WHAT THIS TASK INVOLVES —
Answer these questions from the Forgather server excerpt, one answer per line, numbered to match:
1. How many job types does the scheduler dispatch?
2. Where is persistent server state kept?
3. What does POST /api/server/restart return immediately?

EXCERPT TO READ —

● ● ●

Architecture in one paragraph

The backend is a thin FastAPI app that wraps Forgather's existing Python APIs — no re-implementation. Every endpoint ultimately calls into MetaConfig, ConfigEnvironment, the forgather.cli.trefs renderers, or TrainerControlClient. Config materialization respects per-config override values pulled from a JSON cache, so pp / trefs / output-dir / config/meta all reflect whatever the user has set in the 🔧 Overrides modal. The scheduler dispatches ten job types — training (torchrun), eval (forgather eval), inference (tools/inference_server/server.py), TensorBoard (tensorboard), MkDocs (mkdocs serve), convert (forgather convert), finalize (forgather finalize), update (forgather update), model, and dataset — all through a common launcher.spawn_* surface that owns its process group via start_new_session=True so jobs survive server restart. Inference servers spawned this way appear in the Inference panel's "Running inference servers" picker; the browser talks to them through a same-origin SSE proxy so CORS / PNA don't get in the way. The frontend is a Vite/React SPA driven by TanStack Query for caching + background refresh; persistent server state is plain JSON files under ~/.config/forgather/server/ so it's inspectable with ordinary tools.

API quick reference

All endpoints are under /api. JSON unless noted. Endpoints marked WS are WebSockets.

Discovery

Endpoint Purpose
GET /api/health Liveness
GET /api/server-config-path Resolved path to the loaded server_config.yaml ({path} — used by the sidebar gear button)
POST /api/server/restart Schedule an in-place os.execv restart; running subprocesses survive. Returns {restart: "scheduled"} immediately, then the process re-execs after a short delay so the response body can flush.
GET /api/search-roots List search roots
POST /api/search-roots {path, create?: bool} Add a search root; with create: true the server mkdirs the path before registering (used by the New Workspace modal's inline create-root flow)
DELETE /api/search-roots?path= Remove a search root
GET /api/projects Workspace-clustered project tree
GET /api/project?project_dir= Single-project detail
GET /api/project/readme?project_dir= README.md as markdown
GET /api/project/asset?project_dir=&asset= Image / file embedded in the README (path-guarded)
GET /api/project/templates?project_dir= Every template on the project's search path, grouped by search-root category (with synthetic Meta group for meta.yaml) — backs the tlist view
GET /api/project/template-paths?project_dir= Resolved templates_dir + configs_dir + config_prefix (for the New Config / New Template modal's path preview)

● ● ●

DATASET EXCERPTS —
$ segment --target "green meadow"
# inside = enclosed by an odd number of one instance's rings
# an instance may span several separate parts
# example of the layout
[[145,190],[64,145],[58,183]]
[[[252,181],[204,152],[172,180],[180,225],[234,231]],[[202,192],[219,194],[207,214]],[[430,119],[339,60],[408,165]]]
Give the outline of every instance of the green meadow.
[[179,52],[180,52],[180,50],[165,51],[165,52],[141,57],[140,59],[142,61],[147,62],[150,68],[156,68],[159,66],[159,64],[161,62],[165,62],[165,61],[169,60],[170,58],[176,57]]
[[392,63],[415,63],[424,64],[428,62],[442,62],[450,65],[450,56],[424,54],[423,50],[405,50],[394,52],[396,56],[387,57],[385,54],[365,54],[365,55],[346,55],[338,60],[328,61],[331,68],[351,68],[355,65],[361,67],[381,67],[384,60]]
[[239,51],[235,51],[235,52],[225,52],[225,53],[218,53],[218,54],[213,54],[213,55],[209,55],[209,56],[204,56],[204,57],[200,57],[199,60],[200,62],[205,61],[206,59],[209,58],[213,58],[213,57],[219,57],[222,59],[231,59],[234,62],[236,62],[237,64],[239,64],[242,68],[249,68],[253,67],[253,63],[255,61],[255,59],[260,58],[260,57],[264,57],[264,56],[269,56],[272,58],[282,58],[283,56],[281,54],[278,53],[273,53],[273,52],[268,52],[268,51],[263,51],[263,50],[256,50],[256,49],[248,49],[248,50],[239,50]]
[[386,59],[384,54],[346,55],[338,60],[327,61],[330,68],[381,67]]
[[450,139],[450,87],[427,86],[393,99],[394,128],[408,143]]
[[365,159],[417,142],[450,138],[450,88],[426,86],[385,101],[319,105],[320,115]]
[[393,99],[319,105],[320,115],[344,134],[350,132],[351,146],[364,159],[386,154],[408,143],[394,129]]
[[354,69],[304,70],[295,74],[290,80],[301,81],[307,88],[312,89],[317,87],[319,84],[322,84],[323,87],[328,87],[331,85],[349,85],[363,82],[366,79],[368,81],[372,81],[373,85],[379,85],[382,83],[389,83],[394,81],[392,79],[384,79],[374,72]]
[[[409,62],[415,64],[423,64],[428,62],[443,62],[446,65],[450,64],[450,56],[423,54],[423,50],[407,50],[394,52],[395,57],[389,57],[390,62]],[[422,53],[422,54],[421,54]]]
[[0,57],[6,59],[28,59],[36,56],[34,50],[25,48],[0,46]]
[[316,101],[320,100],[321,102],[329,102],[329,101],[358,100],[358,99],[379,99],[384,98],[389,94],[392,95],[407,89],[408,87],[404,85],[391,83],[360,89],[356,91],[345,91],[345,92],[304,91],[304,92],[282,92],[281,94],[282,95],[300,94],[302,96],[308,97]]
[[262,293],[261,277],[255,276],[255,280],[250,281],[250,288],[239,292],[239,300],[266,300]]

● ● ●

SOLUTION TO THIS EXERCISE —
1. Ten.
2. In plain JSON files under ~/.config/forgather/server/.
3. {restart: "scheduled"}